* _Exercise details_
Rewrite the lines from the one containing "Study the picture above. For each instance of the windshield" through the end of the records, inclusive, keeping the requests and scaling each answer coordinate by 0.25, rounded to the nearest whole number with halves going up. Give only those lines.

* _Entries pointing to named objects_
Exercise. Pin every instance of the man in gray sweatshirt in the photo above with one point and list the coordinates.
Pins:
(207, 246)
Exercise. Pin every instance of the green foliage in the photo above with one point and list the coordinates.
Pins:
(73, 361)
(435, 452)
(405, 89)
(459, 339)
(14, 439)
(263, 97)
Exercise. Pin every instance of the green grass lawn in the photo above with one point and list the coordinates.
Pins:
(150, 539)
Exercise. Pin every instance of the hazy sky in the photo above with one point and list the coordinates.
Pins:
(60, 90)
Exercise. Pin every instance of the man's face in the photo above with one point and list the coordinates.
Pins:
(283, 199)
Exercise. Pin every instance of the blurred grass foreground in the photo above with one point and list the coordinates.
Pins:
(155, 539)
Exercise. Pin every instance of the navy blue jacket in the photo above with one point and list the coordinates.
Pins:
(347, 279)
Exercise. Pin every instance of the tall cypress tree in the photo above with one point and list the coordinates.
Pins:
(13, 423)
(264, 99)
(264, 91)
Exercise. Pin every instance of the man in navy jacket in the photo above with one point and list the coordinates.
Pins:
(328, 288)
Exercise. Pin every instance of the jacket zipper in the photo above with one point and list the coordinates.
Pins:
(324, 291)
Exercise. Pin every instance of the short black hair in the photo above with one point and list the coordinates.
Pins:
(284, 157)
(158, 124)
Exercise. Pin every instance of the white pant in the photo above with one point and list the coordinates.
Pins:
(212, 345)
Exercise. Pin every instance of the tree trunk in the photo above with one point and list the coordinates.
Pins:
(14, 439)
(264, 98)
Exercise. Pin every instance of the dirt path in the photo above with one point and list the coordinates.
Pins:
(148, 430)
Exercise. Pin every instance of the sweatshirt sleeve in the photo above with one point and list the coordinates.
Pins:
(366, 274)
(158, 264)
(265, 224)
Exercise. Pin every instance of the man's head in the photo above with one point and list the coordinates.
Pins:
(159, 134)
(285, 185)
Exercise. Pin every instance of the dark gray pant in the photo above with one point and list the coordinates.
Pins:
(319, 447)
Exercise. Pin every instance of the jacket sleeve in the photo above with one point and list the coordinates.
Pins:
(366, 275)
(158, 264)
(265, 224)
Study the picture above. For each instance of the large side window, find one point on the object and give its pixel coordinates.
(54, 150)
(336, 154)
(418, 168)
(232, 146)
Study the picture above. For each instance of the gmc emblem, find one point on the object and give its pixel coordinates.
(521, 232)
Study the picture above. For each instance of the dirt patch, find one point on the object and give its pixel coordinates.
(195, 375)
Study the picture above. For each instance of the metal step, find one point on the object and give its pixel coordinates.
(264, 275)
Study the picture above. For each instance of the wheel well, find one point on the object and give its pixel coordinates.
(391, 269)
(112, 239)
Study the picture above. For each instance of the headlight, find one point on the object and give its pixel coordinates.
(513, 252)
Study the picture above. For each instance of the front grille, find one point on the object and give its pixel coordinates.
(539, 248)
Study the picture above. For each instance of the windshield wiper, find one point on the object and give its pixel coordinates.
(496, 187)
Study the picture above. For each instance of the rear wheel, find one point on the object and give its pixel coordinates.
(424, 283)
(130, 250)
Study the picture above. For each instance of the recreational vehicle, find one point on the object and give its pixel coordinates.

* _Result_
Study the picture above. For each instance of the windshield wiper, find one point on the object and give its pixel coordinates.
(124, 47)
Study the picture above. For each instance of the rear wheel, find one point on the object and give its pixel coordinates.
(106, 71)
(33, 63)
Study the picture above. For each instance of the recreational vehicle, find one point on the object and give its pixel coordinates.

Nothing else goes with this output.